## What to do:
Locate every line below that contains the word "bodice", and copy each one out in full. Case counts.

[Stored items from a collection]
+++
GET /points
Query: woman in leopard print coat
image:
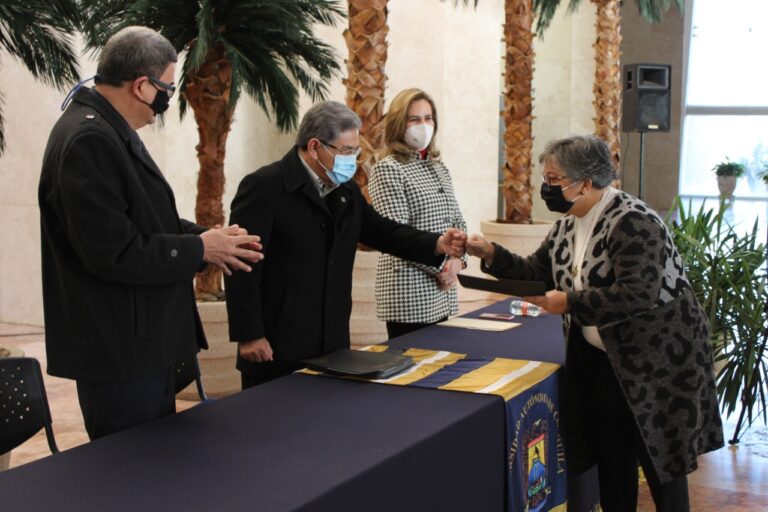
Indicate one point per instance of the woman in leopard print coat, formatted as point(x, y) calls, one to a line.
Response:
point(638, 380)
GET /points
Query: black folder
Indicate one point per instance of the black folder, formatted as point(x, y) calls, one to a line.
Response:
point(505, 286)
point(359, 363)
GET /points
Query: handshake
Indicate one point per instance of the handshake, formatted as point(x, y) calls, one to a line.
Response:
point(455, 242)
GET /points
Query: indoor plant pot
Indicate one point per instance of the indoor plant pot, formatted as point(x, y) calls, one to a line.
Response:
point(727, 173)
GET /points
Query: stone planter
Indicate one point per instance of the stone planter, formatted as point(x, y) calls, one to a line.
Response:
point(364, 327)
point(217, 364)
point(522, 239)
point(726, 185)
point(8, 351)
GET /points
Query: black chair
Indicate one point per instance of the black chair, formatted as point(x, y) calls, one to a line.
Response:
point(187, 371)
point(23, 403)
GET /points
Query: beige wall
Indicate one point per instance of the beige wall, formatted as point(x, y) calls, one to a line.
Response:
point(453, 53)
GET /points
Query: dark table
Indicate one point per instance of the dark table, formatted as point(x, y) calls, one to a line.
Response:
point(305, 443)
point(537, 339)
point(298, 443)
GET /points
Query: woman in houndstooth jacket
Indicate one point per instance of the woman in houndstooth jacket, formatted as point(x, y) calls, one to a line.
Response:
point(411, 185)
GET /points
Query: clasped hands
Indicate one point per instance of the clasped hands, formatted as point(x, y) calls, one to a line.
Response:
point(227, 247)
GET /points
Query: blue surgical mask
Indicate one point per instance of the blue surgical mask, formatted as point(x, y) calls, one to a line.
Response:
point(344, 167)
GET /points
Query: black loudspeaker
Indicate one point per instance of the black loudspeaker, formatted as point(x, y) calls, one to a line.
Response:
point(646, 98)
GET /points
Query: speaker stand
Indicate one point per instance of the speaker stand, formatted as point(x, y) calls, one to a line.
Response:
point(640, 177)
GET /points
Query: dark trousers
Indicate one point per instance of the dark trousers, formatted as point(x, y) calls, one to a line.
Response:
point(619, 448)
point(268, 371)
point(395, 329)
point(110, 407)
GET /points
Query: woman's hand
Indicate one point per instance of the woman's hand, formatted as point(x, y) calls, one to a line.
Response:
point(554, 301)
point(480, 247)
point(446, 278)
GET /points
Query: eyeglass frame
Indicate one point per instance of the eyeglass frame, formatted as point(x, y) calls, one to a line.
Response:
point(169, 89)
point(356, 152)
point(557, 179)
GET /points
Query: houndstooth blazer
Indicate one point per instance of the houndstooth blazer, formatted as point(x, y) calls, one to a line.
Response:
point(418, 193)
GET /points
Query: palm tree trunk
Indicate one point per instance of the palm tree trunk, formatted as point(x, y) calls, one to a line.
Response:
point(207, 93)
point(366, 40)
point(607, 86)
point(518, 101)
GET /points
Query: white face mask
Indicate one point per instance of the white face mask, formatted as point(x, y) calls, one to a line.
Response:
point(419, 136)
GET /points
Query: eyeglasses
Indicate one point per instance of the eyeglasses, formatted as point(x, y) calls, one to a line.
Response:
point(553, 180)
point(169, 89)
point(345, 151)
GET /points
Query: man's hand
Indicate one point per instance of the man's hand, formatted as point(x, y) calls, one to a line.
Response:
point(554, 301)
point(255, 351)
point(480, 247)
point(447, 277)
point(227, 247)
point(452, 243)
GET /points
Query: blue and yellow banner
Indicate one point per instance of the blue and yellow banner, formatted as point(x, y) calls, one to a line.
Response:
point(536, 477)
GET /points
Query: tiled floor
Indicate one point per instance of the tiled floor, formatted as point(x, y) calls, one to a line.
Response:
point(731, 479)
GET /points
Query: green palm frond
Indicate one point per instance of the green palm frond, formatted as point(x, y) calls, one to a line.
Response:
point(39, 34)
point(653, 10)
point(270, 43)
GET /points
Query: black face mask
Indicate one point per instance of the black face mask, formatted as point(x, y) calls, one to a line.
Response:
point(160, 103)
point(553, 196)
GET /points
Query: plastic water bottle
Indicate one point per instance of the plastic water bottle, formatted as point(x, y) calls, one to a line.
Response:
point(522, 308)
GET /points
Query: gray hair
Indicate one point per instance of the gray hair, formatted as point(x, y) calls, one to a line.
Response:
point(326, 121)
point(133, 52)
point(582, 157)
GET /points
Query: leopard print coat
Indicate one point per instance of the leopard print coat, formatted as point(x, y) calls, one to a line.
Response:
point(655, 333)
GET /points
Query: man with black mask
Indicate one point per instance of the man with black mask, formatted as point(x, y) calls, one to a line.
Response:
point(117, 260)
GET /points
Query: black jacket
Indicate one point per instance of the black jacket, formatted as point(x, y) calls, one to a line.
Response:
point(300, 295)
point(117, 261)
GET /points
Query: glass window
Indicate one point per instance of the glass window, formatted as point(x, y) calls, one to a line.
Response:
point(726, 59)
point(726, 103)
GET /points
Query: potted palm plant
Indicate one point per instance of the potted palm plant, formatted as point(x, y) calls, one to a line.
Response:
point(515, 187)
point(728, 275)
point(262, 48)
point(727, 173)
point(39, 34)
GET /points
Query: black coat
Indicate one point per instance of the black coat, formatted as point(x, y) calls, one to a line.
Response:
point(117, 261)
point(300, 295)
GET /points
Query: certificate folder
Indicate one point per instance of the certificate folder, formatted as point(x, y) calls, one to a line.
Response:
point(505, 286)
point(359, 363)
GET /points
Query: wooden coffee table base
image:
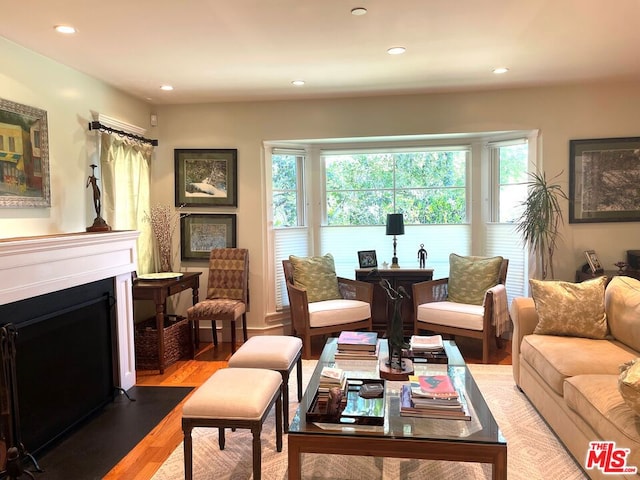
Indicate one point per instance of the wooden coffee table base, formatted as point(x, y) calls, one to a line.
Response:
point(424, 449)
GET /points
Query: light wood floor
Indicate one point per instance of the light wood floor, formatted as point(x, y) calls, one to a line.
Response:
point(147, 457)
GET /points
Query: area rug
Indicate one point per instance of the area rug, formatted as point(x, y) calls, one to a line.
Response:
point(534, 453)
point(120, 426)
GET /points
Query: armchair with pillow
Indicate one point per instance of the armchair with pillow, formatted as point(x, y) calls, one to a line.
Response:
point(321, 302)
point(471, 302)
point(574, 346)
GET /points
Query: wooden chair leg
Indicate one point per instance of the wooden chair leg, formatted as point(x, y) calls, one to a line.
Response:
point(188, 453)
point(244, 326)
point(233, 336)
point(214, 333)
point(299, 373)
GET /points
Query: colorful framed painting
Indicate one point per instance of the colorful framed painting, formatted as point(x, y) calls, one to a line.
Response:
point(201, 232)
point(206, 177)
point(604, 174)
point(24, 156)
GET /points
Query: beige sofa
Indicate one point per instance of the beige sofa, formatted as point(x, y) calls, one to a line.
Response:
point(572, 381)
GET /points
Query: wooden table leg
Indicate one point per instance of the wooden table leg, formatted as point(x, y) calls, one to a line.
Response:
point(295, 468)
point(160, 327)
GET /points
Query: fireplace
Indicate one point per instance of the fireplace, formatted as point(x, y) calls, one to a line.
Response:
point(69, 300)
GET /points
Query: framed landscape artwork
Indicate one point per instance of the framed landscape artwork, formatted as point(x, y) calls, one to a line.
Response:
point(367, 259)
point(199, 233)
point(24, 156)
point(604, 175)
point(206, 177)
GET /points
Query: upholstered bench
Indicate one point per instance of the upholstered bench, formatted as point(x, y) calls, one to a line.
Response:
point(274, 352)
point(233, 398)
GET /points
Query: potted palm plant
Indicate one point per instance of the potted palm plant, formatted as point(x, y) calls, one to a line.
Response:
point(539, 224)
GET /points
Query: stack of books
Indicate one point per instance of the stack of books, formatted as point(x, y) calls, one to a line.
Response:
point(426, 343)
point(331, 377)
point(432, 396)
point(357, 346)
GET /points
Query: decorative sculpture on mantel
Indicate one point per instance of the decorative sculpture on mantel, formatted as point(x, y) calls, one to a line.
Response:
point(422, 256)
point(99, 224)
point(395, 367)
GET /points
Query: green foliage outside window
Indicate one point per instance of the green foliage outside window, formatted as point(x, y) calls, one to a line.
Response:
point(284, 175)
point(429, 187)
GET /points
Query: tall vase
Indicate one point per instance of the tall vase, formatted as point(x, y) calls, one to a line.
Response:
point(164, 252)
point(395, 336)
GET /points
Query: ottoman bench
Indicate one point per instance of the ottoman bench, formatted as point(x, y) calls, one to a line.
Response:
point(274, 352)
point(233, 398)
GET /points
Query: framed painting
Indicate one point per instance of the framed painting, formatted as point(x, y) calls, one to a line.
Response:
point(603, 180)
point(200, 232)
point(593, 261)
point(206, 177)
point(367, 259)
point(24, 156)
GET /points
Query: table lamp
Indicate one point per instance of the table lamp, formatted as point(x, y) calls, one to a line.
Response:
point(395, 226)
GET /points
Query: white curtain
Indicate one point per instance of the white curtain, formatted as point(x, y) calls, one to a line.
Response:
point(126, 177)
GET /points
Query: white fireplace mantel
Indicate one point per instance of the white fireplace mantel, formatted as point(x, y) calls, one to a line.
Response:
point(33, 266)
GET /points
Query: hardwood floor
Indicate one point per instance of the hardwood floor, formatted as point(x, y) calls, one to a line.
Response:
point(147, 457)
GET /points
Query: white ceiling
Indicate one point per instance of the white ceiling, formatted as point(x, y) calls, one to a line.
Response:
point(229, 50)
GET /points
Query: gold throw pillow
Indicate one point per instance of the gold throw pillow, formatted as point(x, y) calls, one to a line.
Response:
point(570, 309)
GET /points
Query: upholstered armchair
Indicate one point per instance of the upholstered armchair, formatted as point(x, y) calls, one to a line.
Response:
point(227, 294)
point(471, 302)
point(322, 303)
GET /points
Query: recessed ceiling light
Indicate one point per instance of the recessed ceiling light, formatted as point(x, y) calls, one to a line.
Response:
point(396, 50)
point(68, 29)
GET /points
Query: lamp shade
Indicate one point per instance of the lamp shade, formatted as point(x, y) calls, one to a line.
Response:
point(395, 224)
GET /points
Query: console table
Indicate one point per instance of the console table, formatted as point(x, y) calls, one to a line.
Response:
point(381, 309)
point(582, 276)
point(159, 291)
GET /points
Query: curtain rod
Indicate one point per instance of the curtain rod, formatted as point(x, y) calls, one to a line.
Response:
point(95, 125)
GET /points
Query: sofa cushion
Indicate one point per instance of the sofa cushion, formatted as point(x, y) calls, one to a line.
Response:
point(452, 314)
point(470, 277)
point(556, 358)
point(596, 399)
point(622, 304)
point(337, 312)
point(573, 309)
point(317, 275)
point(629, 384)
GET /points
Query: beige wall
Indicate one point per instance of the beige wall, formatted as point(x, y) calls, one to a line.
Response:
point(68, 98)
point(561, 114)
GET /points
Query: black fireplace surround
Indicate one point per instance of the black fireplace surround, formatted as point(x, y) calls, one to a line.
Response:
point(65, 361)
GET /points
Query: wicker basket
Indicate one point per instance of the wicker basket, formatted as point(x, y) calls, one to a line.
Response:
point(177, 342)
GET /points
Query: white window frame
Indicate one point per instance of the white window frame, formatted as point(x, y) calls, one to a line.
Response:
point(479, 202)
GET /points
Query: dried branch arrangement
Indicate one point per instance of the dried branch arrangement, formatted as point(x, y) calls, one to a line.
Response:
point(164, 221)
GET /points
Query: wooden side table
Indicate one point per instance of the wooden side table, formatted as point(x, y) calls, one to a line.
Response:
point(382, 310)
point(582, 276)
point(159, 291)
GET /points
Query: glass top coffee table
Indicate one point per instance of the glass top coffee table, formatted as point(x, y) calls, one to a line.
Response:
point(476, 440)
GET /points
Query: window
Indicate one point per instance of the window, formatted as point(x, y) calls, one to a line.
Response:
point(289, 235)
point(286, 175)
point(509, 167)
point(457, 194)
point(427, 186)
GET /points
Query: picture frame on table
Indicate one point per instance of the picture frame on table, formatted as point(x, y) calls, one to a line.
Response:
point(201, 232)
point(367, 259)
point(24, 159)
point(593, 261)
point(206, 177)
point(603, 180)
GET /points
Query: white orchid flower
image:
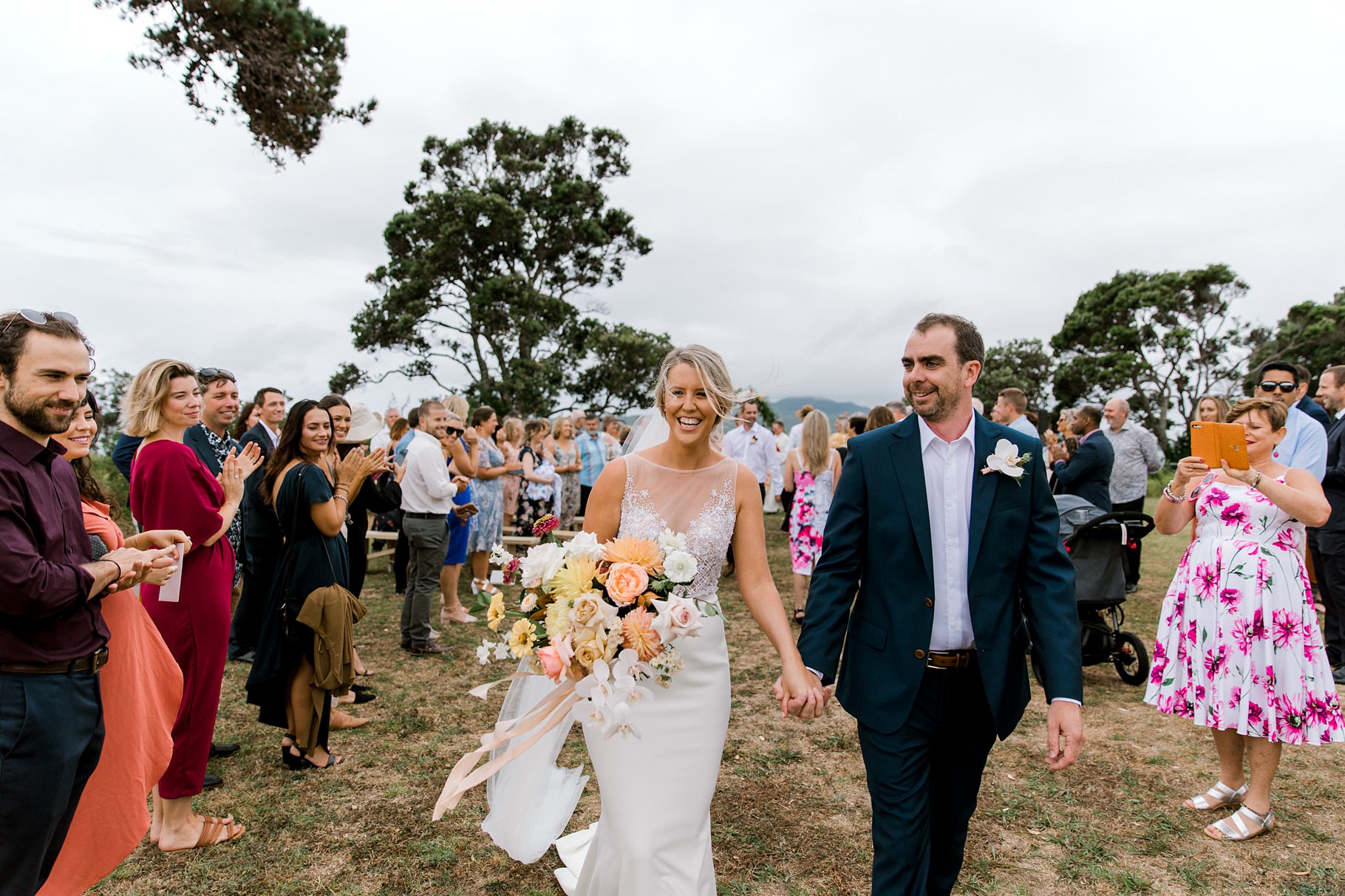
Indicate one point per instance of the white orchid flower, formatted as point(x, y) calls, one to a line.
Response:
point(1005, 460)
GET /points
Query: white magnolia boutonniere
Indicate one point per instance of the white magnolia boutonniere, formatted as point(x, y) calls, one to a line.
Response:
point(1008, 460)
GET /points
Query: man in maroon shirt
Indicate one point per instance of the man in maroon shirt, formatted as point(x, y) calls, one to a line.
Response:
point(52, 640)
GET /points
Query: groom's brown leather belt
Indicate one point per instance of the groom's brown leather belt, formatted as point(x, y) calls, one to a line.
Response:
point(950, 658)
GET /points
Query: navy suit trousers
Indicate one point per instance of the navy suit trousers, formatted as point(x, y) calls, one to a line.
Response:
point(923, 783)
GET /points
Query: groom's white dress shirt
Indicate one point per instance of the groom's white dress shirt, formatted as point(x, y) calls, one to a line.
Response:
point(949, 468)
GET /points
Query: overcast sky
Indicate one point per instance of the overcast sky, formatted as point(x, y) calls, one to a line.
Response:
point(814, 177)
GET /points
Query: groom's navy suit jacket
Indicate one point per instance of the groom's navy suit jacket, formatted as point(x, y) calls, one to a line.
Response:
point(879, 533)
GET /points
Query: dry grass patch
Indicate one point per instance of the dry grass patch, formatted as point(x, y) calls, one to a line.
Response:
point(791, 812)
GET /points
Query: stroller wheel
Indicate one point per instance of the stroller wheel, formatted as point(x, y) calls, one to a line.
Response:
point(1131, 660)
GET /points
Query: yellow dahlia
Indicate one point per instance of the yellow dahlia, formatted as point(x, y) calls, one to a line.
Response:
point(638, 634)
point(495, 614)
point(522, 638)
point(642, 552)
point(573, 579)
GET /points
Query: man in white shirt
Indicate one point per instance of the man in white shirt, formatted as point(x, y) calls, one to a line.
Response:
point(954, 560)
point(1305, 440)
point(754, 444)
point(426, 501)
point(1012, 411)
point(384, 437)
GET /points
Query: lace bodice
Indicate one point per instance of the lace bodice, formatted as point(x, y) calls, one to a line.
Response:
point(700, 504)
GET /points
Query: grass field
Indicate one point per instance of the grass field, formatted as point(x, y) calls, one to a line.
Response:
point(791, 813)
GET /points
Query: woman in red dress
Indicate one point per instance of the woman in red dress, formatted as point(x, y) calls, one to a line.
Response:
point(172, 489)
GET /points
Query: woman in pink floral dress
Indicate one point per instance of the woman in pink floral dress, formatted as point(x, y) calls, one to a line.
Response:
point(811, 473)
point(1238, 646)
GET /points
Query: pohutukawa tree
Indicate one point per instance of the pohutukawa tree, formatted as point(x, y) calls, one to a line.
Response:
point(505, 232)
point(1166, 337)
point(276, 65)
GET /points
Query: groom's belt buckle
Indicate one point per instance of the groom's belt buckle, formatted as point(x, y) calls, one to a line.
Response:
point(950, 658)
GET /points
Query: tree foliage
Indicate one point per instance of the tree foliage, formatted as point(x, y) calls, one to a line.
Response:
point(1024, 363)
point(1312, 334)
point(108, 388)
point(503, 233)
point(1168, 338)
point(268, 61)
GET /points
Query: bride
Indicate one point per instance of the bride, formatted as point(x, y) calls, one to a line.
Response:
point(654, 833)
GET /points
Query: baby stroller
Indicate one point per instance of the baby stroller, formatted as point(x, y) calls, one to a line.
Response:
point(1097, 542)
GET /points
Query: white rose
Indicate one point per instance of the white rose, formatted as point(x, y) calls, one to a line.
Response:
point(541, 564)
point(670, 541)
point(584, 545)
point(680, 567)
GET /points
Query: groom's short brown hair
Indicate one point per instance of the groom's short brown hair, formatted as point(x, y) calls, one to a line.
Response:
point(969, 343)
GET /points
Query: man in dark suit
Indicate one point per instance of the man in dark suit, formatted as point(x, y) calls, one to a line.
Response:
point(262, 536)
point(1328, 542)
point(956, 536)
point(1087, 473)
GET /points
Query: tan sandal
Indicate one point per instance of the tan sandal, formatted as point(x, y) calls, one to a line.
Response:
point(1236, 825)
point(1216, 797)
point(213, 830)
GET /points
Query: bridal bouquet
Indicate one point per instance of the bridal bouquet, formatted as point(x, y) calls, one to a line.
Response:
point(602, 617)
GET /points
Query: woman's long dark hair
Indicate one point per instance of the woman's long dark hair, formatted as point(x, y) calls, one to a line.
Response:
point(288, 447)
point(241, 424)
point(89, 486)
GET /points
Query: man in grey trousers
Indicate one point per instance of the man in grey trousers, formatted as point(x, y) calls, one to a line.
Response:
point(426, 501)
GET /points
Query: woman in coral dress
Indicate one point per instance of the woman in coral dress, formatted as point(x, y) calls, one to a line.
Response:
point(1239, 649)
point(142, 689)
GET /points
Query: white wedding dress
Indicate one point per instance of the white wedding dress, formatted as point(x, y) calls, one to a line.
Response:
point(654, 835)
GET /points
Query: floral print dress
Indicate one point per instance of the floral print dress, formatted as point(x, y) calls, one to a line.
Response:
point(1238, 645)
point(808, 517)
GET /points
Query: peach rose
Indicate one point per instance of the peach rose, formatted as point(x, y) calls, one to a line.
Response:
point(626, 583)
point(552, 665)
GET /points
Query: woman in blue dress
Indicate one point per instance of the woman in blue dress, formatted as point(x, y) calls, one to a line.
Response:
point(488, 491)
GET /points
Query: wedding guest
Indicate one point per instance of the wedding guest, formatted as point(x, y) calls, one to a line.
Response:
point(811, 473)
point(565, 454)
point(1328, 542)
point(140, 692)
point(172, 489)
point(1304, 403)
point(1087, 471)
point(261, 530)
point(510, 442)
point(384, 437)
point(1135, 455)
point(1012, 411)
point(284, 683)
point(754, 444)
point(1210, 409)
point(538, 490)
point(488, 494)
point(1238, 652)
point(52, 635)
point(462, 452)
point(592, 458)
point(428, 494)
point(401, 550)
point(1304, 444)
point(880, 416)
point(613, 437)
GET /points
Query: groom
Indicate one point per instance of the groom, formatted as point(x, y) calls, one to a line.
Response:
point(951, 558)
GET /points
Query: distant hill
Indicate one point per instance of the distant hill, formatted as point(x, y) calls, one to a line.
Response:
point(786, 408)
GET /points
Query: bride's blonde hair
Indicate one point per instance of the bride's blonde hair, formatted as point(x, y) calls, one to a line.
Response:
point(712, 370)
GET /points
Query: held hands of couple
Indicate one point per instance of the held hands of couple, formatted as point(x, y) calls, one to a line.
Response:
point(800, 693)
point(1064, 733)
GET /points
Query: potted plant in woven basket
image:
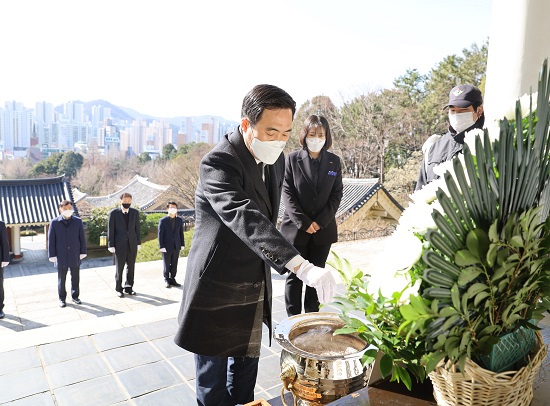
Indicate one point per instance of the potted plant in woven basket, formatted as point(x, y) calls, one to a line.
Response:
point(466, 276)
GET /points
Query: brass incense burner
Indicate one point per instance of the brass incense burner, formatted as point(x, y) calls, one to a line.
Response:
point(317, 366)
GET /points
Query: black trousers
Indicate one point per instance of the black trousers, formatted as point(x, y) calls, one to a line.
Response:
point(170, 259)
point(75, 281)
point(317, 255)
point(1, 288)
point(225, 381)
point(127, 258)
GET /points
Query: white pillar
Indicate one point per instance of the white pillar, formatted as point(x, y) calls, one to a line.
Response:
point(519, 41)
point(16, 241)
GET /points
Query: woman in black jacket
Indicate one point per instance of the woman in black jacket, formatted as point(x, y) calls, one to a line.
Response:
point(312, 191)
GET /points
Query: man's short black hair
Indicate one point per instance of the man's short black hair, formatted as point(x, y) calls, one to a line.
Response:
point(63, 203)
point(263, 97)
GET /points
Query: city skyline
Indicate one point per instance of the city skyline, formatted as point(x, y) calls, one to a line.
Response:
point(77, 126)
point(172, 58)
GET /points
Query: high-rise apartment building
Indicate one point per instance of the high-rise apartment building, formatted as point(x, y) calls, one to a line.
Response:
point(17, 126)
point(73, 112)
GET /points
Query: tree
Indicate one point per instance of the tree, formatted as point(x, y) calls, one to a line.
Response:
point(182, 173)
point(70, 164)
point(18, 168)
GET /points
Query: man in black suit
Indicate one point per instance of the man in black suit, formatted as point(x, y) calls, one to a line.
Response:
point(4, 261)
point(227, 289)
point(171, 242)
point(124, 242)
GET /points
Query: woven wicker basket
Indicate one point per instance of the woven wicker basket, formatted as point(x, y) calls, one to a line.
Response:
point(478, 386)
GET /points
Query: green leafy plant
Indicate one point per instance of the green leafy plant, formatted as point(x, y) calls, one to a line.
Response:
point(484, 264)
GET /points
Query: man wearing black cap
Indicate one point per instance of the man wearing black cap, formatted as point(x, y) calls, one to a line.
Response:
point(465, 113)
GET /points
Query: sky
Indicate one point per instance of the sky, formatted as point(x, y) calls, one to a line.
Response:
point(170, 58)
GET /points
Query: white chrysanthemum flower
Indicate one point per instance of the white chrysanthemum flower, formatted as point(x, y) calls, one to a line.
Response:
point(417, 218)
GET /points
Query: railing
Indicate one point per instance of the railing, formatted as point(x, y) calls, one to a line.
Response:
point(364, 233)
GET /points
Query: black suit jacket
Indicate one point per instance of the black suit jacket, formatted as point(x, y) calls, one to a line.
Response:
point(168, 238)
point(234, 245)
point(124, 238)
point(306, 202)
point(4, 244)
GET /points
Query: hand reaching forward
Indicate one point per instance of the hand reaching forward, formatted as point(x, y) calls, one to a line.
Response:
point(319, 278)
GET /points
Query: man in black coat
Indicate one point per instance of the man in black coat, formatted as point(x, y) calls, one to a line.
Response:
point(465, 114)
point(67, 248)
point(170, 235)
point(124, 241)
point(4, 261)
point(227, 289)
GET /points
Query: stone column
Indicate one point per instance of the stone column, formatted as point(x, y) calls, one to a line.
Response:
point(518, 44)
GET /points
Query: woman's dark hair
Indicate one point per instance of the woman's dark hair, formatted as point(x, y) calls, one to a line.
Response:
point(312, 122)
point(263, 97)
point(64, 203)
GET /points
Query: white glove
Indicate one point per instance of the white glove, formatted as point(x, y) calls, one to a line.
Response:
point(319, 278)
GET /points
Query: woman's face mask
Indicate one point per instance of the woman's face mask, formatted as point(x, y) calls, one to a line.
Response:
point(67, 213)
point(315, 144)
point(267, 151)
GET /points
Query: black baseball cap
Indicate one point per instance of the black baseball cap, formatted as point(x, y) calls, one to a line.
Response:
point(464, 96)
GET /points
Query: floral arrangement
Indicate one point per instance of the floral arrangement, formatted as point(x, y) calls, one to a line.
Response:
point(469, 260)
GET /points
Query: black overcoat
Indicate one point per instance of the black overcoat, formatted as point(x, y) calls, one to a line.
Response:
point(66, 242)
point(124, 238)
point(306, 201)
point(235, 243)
+++
## Complete answer:
Query: lace bodice
Indicate one point per instance of the lace bodice, formatted as point(x, y) calls, one to a line.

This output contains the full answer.